**Activity list**
1. List each numbered step in the Bluetooth robot problem description, giving its number and a brief statement of what happens in it.
2. In the Bluetooth robot problem description, how long does the robot usually keep communicating after the motor goes on?
3. Carry on the Bluetooth robot problem description from its last sentence.

Up until around early July of this year, everything was working well. The PC had fedora core 4. Then we upgraded the pc to FC5 and we started to get a very challenging problem. It goes like this:

1) we power up the robot and do the "rfcomm connect" as usual. Everything is happy, the robot is communicating

2) we can talk to the robot over the bluetooth link apparrently normally, until

3) we tell the robot to turn on one of its motors. Based on some oscilloscope measurements, we have strong evidence that this can cause some amount of RF noise reaching up into the GHz range. Note carefully: before fc5, and even now when we substitue an RS232 bluetooth interface for the usb dongle (see below), the bluetooth protocoll error correction is apparrently sufficient to tolerate this noise without significant delays.

4) the motor goes on and the robot continues to communicate, usually, for about 1 to 10 seconds more. It then "hiccups", i.e., there is a delay in communication for greater than 1.0 second.

**Provided information**
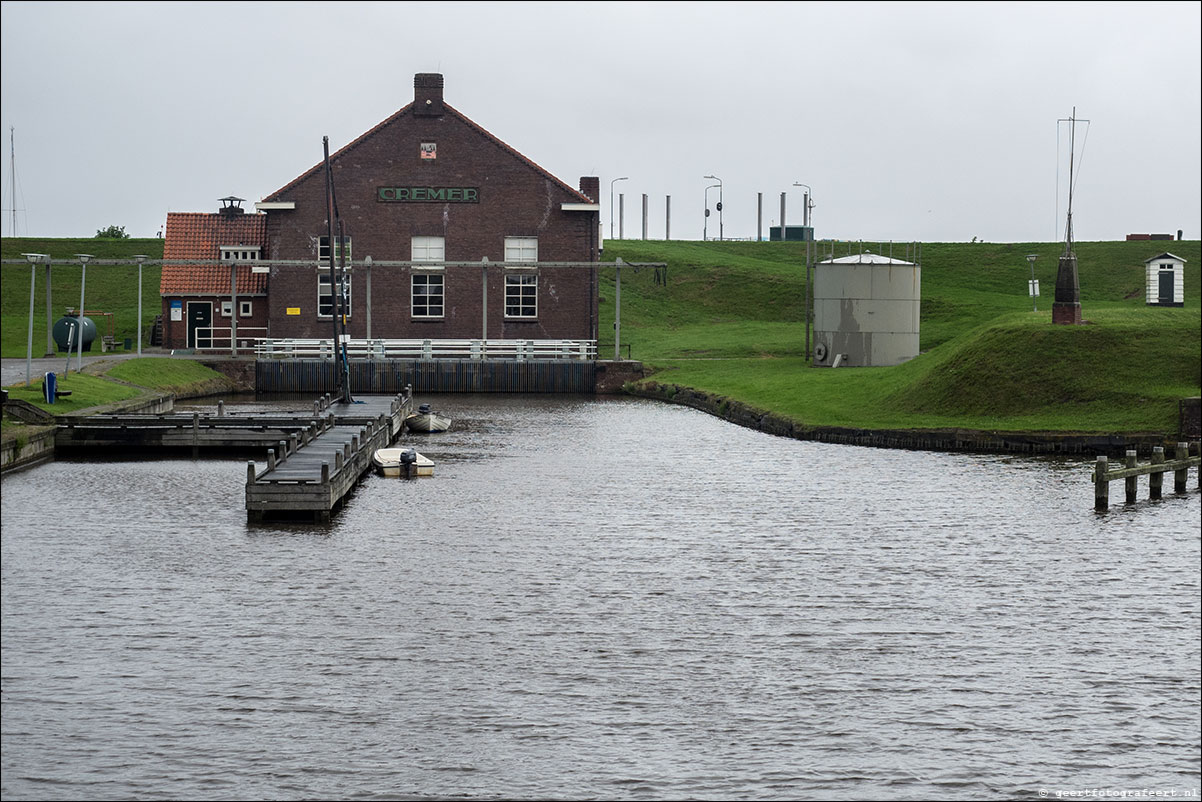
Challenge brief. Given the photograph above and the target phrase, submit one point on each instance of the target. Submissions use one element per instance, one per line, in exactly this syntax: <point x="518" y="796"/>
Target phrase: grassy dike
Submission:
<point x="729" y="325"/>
--
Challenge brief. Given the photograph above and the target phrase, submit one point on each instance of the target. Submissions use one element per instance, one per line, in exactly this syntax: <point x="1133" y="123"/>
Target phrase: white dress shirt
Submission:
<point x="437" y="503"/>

**Replies**
1.
1) The robot is powered up and "rfcomm connect" is run; the robot communicates normally.
2) The robot can be talked to over the Bluetooth link, apparently normally.
3) The robot is told to turn on one of its motors, which can produce RF noise reaching into the GHz range.
4) The motor goes on, and communication continues for about 1 to 10 seconds before a "hiccup," a delay of more than 1.0 second.

2. Usually for about 1 to 10 seconds more.

3.
5) for safety, we really can't tolerate comm delays that long, so the robot's on-board software shuts the motor down

6) it appears that the bluetooth link does not actually die, as we can always continue communicating with the robot (i.e. using the same previous rfcomm connection) after the motor stops

Obviously, we are trying to isolate the particular versions of things in which the above fault occurs and those in which it doesnt. This is proving more difficult than expected (we unfortunately do not have a simple version snapshot of the setup which was working pre-fc5, doh). We tried reverting to the kernel which we believe was in effect at the time everything was working (2.6.16-1.2069_FC4-i686), and to the most recent FC4 bluetooth rpms (which *should* have been in effect on our machine at that time...):

bluez-pin-0.24-2.i386.rpm
bluez-libs-2.15-1.i386.rpm
bluez-utils-2.15-7.i386.rpm
bluez-hcidump-1.18-1.i386.rpm

Frustratingly, the problem seemed to persist. Perhaps our original (working) fc4 setup was not fully up-to-date, and so was using even older bluez rpms. Most likely the kernel version was as above though. Or perhaps reverting the RPMS did not actually revert some /etc/ config files which had been updated by the FC5 rpms. Or maybe we made a mistake in attemping the reversion (which took the better part of a day for reasons we're sure you don't want to even hear about).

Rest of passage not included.